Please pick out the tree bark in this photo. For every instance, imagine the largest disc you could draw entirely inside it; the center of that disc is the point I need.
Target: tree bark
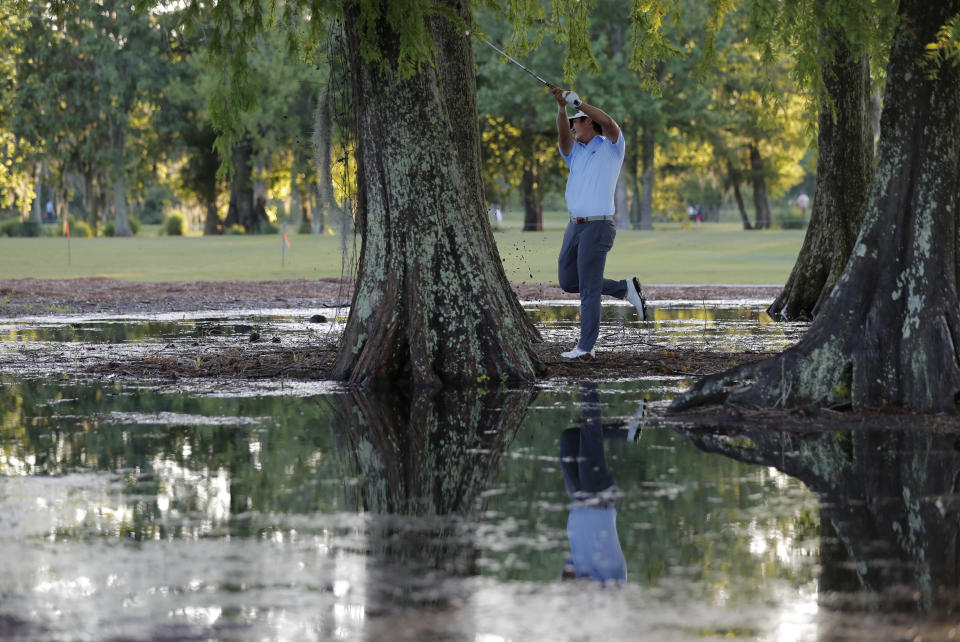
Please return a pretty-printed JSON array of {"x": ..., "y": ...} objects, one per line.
[
  {"x": 889, "y": 333},
  {"x": 761, "y": 203},
  {"x": 845, "y": 143},
  {"x": 432, "y": 303}
]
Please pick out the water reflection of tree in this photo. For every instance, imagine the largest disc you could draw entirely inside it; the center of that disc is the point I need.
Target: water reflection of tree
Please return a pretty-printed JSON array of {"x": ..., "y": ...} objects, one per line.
[
  {"x": 890, "y": 524},
  {"x": 423, "y": 459}
]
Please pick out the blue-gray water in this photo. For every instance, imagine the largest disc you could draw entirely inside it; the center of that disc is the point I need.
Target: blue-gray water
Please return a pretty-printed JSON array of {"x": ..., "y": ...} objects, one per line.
[{"x": 144, "y": 511}]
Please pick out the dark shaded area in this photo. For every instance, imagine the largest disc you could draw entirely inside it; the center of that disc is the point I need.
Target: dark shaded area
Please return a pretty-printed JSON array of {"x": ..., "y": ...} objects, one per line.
[{"x": 888, "y": 490}]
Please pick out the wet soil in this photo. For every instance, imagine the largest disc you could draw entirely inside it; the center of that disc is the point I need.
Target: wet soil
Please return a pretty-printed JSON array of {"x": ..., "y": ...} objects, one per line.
[
  {"x": 256, "y": 358},
  {"x": 30, "y": 297}
]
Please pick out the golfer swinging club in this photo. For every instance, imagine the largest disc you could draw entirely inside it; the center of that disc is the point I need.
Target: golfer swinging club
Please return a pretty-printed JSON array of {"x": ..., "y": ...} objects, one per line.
[{"x": 594, "y": 153}]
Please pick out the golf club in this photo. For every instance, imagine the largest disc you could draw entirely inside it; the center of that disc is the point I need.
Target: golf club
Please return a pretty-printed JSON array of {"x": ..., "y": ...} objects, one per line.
[{"x": 571, "y": 97}]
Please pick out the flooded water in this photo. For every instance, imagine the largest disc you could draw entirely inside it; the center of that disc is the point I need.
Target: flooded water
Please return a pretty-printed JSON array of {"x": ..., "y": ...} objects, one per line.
[{"x": 140, "y": 511}]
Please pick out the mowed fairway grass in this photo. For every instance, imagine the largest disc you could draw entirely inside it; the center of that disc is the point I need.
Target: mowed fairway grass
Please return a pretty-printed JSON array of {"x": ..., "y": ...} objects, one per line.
[{"x": 671, "y": 253}]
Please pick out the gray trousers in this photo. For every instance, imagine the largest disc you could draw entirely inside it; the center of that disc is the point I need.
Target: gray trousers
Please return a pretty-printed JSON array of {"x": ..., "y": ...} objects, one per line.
[{"x": 580, "y": 269}]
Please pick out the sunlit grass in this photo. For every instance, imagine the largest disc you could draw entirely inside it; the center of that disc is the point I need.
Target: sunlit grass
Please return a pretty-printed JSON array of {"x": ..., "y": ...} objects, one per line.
[{"x": 671, "y": 253}]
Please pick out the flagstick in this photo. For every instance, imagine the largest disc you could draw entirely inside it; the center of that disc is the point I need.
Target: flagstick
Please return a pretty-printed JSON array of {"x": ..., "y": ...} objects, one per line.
[{"x": 66, "y": 227}]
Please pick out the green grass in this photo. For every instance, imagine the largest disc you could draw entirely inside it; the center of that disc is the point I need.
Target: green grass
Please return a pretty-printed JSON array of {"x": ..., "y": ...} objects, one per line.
[{"x": 672, "y": 253}]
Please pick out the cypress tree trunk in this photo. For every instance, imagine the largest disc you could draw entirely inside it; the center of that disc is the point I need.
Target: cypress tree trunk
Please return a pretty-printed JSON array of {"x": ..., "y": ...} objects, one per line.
[
  {"x": 431, "y": 304},
  {"x": 844, "y": 172},
  {"x": 761, "y": 203},
  {"x": 889, "y": 333}
]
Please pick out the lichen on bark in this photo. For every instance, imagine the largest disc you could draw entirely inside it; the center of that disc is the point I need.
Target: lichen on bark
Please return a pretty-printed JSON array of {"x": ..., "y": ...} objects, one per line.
[{"x": 887, "y": 335}]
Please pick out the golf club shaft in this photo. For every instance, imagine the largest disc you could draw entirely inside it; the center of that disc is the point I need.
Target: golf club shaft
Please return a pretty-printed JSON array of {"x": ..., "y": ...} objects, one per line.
[{"x": 505, "y": 55}]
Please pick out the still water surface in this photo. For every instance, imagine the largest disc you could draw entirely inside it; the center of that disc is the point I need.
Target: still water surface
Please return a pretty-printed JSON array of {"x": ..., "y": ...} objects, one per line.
[{"x": 132, "y": 511}]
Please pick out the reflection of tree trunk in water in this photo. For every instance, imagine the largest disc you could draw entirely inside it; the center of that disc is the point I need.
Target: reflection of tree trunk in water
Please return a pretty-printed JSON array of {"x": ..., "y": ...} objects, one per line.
[
  {"x": 890, "y": 497},
  {"x": 426, "y": 456},
  {"x": 432, "y": 453}
]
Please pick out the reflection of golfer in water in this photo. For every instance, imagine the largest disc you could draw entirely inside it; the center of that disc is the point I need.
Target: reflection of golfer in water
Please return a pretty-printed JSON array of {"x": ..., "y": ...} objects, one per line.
[{"x": 592, "y": 526}]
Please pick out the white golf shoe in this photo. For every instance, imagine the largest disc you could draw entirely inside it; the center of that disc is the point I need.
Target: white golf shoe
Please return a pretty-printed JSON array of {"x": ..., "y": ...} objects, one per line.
[
  {"x": 577, "y": 353},
  {"x": 635, "y": 296}
]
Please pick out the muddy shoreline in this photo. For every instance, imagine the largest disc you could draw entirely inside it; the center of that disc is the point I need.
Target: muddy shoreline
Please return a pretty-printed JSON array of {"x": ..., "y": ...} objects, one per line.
[
  {"x": 37, "y": 297},
  {"x": 240, "y": 357}
]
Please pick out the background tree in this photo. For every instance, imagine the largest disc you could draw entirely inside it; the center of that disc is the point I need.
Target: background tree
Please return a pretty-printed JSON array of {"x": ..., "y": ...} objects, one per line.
[{"x": 835, "y": 62}]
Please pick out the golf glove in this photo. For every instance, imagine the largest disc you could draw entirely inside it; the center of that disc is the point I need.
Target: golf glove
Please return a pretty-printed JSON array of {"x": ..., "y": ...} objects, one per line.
[{"x": 572, "y": 98}]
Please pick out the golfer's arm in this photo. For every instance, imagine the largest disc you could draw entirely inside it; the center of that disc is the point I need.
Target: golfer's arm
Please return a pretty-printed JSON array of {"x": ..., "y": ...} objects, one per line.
[
  {"x": 564, "y": 137},
  {"x": 609, "y": 127}
]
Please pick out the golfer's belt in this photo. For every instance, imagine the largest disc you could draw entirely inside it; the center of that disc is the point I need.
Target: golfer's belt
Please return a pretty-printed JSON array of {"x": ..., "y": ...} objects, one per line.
[{"x": 586, "y": 219}]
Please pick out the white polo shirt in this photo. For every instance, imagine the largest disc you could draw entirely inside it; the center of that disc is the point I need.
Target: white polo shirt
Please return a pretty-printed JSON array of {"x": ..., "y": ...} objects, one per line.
[{"x": 594, "y": 169}]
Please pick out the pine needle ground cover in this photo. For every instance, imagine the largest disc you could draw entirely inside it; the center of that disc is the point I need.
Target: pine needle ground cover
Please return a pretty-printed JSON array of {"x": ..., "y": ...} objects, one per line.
[{"x": 705, "y": 253}]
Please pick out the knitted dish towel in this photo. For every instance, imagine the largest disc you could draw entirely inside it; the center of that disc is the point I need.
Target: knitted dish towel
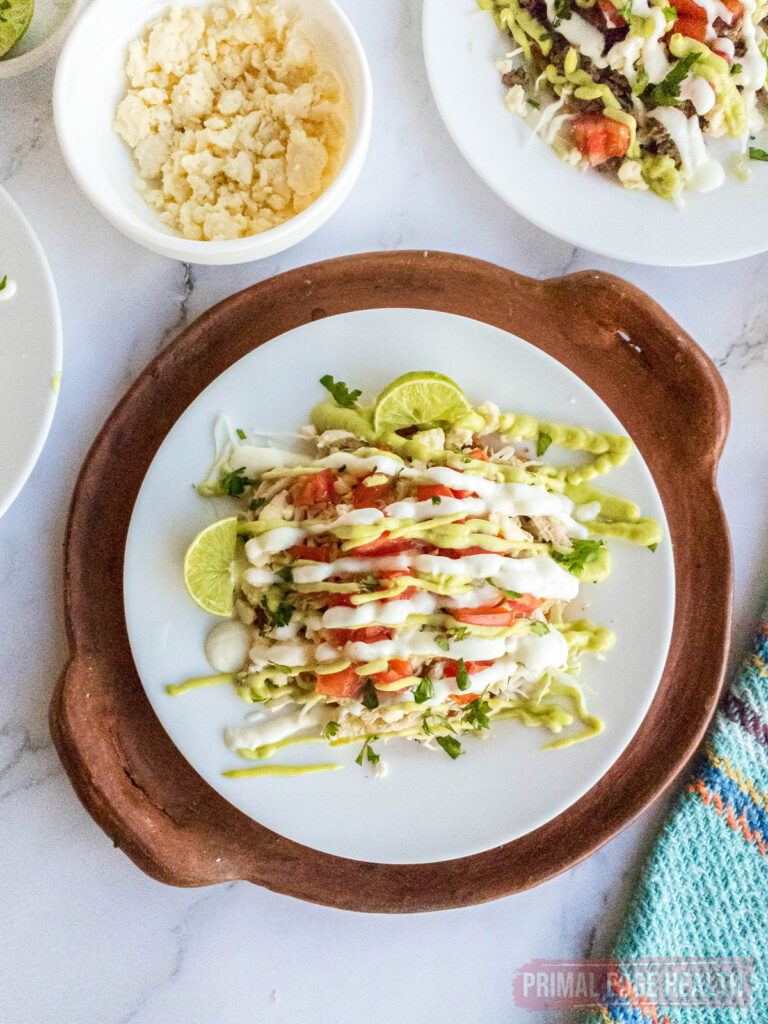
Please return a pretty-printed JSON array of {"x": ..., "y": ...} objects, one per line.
[{"x": 705, "y": 891}]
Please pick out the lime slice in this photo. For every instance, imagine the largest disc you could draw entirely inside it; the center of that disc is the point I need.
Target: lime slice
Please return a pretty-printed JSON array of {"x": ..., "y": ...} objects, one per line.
[
  {"x": 14, "y": 20},
  {"x": 209, "y": 567},
  {"x": 421, "y": 398}
]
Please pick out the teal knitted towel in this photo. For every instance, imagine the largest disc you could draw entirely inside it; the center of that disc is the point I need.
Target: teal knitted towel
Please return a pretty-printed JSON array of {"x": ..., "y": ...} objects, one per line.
[{"x": 705, "y": 891}]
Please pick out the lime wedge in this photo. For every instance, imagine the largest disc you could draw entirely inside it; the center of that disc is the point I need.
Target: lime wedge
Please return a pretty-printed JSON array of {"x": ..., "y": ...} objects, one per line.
[
  {"x": 14, "y": 20},
  {"x": 209, "y": 567},
  {"x": 419, "y": 398}
]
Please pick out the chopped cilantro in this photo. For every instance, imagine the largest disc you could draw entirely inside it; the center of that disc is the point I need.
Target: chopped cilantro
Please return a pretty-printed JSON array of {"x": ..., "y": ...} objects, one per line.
[
  {"x": 667, "y": 93},
  {"x": 476, "y": 714},
  {"x": 451, "y": 745},
  {"x": 424, "y": 691},
  {"x": 236, "y": 482},
  {"x": 340, "y": 391},
  {"x": 370, "y": 696},
  {"x": 462, "y": 676},
  {"x": 583, "y": 553},
  {"x": 367, "y": 752}
]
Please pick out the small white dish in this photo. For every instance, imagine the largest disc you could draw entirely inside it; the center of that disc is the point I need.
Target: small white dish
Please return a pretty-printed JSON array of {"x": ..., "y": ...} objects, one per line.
[
  {"x": 30, "y": 350},
  {"x": 90, "y": 82},
  {"x": 50, "y": 25},
  {"x": 427, "y": 808},
  {"x": 583, "y": 208}
]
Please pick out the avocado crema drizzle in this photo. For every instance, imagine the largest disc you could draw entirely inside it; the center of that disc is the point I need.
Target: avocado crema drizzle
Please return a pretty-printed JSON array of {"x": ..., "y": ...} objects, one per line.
[{"x": 558, "y": 700}]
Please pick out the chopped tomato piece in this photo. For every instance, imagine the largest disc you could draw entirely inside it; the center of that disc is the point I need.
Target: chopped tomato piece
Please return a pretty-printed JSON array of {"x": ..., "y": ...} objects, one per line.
[
  {"x": 504, "y": 613},
  {"x": 463, "y": 698},
  {"x": 599, "y": 137},
  {"x": 365, "y": 634},
  {"x": 314, "y": 553},
  {"x": 384, "y": 546},
  {"x": 450, "y": 668},
  {"x": 376, "y": 497},
  {"x": 693, "y": 28},
  {"x": 610, "y": 15},
  {"x": 399, "y": 668},
  {"x": 340, "y": 684},
  {"x": 315, "y": 488}
]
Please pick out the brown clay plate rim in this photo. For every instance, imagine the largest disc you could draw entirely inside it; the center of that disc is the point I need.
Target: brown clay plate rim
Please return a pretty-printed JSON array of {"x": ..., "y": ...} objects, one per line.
[{"x": 622, "y": 344}]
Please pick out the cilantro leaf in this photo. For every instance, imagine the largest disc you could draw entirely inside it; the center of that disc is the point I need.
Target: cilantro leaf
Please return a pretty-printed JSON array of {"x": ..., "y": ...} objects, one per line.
[
  {"x": 340, "y": 391},
  {"x": 462, "y": 676},
  {"x": 370, "y": 696},
  {"x": 667, "y": 93},
  {"x": 451, "y": 745},
  {"x": 368, "y": 752},
  {"x": 583, "y": 553},
  {"x": 476, "y": 714},
  {"x": 424, "y": 691},
  {"x": 543, "y": 442},
  {"x": 236, "y": 482}
]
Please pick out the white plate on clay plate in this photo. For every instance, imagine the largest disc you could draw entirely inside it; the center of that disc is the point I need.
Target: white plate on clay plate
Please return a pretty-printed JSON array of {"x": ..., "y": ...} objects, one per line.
[
  {"x": 427, "y": 808},
  {"x": 30, "y": 350},
  {"x": 585, "y": 209}
]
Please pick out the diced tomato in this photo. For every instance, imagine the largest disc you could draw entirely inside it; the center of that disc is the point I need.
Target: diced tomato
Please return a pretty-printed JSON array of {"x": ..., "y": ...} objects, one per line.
[
  {"x": 398, "y": 669},
  {"x": 314, "y": 488},
  {"x": 599, "y": 137},
  {"x": 610, "y": 15},
  {"x": 426, "y": 491},
  {"x": 314, "y": 553},
  {"x": 450, "y": 669},
  {"x": 376, "y": 497},
  {"x": 504, "y": 613},
  {"x": 384, "y": 546},
  {"x": 692, "y": 28},
  {"x": 463, "y": 698},
  {"x": 340, "y": 684},
  {"x": 408, "y": 593},
  {"x": 366, "y": 634}
]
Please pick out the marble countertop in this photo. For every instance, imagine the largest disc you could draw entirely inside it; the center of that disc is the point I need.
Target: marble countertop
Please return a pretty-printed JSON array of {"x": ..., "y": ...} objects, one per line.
[{"x": 87, "y": 936}]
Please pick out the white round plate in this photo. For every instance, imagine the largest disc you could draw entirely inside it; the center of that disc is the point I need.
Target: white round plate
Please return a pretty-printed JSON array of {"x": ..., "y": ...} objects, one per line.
[
  {"x": 583, "y": 208},
  {"x": 427, "y": 808},
  {"x": 30, "y": 350}
]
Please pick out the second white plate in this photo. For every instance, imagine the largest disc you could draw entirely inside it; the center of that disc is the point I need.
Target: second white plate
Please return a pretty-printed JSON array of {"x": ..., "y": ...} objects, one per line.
[{"x": 427, "y": 808}]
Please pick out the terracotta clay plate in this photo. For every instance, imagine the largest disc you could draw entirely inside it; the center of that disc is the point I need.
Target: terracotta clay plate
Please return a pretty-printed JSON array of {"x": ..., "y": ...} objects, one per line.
[{"x": 132, "y": 778}]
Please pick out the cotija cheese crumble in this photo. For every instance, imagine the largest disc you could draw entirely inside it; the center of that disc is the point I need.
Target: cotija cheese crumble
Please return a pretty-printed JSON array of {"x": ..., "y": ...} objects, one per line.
[{"x": 235, "y": 125}]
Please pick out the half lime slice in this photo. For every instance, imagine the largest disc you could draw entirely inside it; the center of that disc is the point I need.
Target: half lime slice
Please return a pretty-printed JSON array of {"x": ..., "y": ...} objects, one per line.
[
  {"x": 14, "y": 20},
  {"x": 419, "y": 398},
  {"x": 209, "y": 567}
]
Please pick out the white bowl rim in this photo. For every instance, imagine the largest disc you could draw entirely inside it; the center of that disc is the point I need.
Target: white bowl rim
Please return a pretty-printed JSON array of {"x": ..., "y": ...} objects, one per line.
[{"x": 190, "y": 249}]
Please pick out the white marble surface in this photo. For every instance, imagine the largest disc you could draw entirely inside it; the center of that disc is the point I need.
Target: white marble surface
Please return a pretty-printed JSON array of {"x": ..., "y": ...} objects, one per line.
[{"x": 87, "y": 937}]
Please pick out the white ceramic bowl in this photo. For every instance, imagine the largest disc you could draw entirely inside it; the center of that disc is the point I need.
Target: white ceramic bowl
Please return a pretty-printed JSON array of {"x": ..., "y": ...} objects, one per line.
[{"x": 90, "y": 83}]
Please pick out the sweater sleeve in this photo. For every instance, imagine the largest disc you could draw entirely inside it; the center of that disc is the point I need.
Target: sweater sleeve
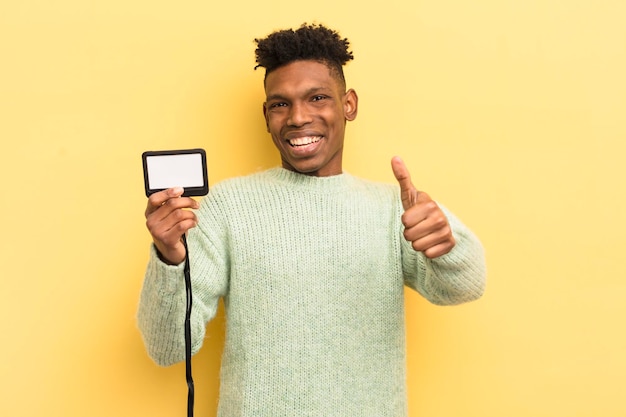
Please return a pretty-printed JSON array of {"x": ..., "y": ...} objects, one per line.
[
  {"x": 162, "y": 303},
  {"x": 454, "y": 278}
]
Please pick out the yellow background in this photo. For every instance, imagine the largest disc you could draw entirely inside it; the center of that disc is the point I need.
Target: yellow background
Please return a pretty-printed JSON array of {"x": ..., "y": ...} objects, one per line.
[{"x": 511, "y": 113}]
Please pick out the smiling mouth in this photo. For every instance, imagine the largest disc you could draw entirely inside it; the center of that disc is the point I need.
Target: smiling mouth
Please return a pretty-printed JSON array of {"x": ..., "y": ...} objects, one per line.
[{"x": 303, "y": 141}]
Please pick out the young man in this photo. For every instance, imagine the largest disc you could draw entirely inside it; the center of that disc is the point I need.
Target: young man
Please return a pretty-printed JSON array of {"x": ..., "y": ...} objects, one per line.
[{"x": 311, "y": 262}]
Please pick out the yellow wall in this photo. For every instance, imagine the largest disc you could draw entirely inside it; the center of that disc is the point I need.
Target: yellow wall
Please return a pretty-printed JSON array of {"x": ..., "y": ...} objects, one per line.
[{"x": 512, "y": 113}]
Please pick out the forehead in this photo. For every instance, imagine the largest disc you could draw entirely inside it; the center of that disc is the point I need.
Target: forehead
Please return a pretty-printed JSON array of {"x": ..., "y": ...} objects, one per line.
[{"x": 300, "y": 75}]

**Work instruction:**
What you retype should run from the first line of the entries above through the line containing "Target: tree bark", exactly and in full.

**Task answer:**
Please pick out the tree bark in this photo. For every instance, imagine the largest disc you could draw entirely inside it; the center of that disc is the point I need.
Target: tree bark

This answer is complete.